## Short problem A
Answer these questions using the essay about The Handmaid's Tale, and label each answer with the same numeral as its question.
(i) In which decade did the writer read the novel?
(ii) On what service was the TV version released, and in what year?
(iii) How far into the show did the writer get before putting it aside?
## Short problem B
Carry on the essay about The Handmaid's Tale past its final line, keeping the same first-person voice.

## Text section
I read Margaret Atwood’s The Handmaid’s Tale back in the 80s, a few years after its release. I remember not enjoying the book very much. Though I read a few more Atwood novels in subsequent years, my sense of the author would always be as someone that I respected more than liked. But Handmaid’s certainly affected me. In particular, the book’s graphic depiction of the dehumanizing ritualistic three-way sex/rape that the handmaid Offred engages in with her owners remains indelibly seared into my brain. The book was perhaps the first serious novel that I felt like I experienced rather than simply read.

It was that scene, in particular, that made me curious about the TV version of Handmaid’s when it was released on Hulu in 2017. Would the TV show be able to duplicate the power of Atwood’s prose? I tuned in, and discovered that, yes, the show’s creators captured the haunting, dehumanizing terror of that scene in perfect detail.

And it was precisely at this point that I lost interest in Handmaid’s. Despite the critical accolades, the beautiful visuals, the stunning performance by star Elisabeth Moss, and the avalanche of think pieces lauding the show for its relevance to Trump’s America, I only managed to get halfway through the third episode before putting the show aside.

It was, in part, the show’s exquisite depiction of Atwood’s vision that turned me off. Visually, the show is spectacular, each scene meticulously dressed, coordinated and photofiltered for maximum impact. Yet, strip back the droolworthy set design, the clever dialogue, and the award-worthy acting and what’s left is scenes of trapped and brutalized women being subjected to new forms of punishment and humiliation every week.

Why in the hell would I want to watch that?

## Data provided
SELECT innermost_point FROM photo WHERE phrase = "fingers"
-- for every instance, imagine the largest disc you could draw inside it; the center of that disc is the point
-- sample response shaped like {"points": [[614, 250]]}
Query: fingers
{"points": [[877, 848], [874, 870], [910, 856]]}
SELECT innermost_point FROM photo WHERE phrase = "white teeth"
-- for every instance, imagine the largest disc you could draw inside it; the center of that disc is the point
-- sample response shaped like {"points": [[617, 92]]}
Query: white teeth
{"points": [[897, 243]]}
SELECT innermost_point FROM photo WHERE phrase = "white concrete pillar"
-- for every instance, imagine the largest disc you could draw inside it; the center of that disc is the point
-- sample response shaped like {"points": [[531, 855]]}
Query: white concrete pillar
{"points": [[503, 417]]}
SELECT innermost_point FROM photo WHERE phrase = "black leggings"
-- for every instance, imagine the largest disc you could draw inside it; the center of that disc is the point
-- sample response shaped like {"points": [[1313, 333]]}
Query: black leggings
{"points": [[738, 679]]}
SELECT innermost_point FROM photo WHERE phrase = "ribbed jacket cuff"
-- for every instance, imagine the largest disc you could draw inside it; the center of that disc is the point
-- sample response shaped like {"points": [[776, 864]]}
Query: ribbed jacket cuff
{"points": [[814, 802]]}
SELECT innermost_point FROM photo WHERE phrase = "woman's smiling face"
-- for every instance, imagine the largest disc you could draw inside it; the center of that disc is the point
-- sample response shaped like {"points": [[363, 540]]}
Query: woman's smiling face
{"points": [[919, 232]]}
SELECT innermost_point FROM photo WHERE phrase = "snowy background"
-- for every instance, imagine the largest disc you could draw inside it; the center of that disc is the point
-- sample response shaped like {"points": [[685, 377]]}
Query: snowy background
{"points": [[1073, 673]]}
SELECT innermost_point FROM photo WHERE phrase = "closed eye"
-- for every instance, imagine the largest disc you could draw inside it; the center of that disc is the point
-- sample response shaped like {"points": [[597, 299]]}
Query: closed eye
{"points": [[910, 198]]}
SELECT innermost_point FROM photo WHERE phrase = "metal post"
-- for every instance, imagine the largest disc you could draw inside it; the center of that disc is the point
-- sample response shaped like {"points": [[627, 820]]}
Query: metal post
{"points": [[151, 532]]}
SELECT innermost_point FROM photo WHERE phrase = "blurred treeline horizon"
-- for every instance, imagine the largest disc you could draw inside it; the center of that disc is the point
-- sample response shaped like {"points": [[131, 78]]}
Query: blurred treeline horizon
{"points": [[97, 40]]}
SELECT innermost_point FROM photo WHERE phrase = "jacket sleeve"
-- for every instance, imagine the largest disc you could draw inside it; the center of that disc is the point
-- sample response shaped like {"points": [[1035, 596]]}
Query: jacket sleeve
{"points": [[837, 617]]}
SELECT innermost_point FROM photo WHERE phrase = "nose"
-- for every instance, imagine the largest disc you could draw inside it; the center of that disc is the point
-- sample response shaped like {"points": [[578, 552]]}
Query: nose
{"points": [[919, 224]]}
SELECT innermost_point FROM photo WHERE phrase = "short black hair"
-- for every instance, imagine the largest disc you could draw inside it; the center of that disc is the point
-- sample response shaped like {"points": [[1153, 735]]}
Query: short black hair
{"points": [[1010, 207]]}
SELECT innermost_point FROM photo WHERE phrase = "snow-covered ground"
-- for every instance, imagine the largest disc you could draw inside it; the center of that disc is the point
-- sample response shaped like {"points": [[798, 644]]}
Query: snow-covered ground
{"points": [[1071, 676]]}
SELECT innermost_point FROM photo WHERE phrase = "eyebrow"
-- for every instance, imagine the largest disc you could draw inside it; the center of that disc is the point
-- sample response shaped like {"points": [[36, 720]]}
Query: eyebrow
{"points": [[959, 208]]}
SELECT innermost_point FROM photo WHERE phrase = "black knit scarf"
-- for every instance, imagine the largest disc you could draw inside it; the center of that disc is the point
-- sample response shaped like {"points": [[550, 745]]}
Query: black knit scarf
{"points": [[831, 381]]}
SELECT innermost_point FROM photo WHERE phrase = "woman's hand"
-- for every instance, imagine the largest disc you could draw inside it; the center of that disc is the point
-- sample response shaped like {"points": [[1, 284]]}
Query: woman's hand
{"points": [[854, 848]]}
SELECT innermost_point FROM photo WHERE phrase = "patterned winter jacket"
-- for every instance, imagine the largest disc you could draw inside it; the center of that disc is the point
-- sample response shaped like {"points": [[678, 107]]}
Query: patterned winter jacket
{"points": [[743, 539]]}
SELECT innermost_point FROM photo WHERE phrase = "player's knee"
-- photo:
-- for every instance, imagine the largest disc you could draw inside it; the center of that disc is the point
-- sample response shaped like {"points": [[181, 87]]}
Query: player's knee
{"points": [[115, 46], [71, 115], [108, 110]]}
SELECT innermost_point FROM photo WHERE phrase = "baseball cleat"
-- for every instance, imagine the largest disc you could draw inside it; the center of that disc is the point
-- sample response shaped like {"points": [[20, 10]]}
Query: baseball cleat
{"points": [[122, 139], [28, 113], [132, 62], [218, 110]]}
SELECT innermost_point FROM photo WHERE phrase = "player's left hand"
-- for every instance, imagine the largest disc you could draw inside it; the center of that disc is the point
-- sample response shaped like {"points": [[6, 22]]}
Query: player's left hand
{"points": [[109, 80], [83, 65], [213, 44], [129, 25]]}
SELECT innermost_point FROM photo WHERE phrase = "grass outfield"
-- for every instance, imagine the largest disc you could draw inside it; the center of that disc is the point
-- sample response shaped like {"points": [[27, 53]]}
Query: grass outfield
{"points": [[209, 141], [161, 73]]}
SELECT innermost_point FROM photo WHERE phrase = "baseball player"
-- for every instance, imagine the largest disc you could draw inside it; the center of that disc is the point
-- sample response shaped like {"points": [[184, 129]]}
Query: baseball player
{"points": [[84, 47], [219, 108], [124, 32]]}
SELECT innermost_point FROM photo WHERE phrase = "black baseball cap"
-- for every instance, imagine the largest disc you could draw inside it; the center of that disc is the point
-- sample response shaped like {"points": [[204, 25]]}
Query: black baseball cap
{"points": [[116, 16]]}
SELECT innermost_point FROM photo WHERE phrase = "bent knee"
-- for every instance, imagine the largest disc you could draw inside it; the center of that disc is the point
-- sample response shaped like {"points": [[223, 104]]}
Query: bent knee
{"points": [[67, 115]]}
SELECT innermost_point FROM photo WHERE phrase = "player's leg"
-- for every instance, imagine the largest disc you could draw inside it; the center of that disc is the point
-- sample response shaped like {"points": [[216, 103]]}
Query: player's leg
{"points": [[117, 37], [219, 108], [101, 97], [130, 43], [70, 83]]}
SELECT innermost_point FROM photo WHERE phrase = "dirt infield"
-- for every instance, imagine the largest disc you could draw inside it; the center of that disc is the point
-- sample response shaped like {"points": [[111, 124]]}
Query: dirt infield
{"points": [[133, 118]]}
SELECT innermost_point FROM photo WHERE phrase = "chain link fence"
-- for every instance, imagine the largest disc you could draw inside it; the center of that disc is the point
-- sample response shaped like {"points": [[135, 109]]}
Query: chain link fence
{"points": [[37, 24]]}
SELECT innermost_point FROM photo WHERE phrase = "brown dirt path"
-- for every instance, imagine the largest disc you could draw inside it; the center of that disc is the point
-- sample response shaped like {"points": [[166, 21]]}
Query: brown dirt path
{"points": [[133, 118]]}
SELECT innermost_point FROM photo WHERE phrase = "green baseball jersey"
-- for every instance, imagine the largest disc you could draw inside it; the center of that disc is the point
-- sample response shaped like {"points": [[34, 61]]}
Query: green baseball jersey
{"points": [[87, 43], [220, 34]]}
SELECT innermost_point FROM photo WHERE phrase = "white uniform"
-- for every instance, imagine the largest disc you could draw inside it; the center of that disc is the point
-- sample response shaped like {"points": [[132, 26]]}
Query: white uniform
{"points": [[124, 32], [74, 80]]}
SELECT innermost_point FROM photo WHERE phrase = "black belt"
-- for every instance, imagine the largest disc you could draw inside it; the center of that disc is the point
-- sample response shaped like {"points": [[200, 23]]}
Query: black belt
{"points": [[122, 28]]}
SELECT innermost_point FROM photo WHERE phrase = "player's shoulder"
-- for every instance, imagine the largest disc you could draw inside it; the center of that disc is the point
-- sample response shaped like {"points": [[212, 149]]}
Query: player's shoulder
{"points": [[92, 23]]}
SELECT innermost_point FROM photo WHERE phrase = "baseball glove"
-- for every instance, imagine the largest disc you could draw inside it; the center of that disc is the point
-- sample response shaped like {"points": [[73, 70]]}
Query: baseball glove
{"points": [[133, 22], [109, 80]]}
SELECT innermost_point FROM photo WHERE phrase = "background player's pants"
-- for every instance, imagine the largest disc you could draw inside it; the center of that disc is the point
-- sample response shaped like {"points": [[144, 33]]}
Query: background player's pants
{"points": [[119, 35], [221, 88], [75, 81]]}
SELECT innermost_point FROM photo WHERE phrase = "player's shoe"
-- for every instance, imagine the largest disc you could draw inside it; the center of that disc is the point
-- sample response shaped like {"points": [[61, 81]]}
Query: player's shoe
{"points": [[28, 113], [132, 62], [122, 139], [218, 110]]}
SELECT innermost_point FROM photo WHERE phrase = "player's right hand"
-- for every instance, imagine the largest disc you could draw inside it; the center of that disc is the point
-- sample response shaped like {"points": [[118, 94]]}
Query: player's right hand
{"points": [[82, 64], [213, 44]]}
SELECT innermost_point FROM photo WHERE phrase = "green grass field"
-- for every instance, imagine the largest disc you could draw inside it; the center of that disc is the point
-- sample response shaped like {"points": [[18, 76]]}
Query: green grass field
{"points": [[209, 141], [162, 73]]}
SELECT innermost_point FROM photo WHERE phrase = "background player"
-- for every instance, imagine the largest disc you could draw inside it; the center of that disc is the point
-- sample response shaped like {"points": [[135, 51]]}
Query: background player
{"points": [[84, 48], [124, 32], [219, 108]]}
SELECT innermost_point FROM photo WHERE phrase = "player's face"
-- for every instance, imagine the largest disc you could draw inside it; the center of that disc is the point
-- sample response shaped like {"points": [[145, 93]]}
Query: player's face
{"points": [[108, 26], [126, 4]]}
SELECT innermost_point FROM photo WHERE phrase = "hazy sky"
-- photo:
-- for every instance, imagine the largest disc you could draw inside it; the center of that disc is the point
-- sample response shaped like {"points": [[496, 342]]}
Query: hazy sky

## Written response A
(i) The 80s.
(ii) Hulu, in 2017.
(iii) Halfway through the third episode.

## Written response B
Watching Handmaid’s feels like watching an Instagram feed of sadomasochistic torture porn. Even worse, the collective critical orgasm over the show as political commentary prompts the exact opposite what our country needs during these perilous times. Watching the show gives one the vicarious thrill of seeming to take a stand against sexual cruelty and oppression without actually having to do anything.

At least in the book, the horror ends. Offred’s fate is unclear, but readers learn that Gilead does not endure. Serialized TV offers no such closure; in fact, it is required that the story must continue to go on.

And so here we are at Season 2.

During the season 1 run, my podcasting partner Vanessa Steck kept texting me about the show, practically begging me to jump back in and finish so that we could discuss it. She finally wore me down enough so that I agreed to watch the opener of Season 2.

I made it through fifteen minutes before turning it off. Because nothing had changed. As the episode opens, Offred and a group of other handmaids are led to a field where they are apparently to be strung up and hanged. For several minutes, the camera provides closeups of the women as nooses are placed around their necks, as they wait for the signal that will result in their deaths. The camera captures their terror for several minutes, stretching the moment past all necessity to convey the tension of their fear and agony. It’s brutal.

And it’s being served up as entertainment.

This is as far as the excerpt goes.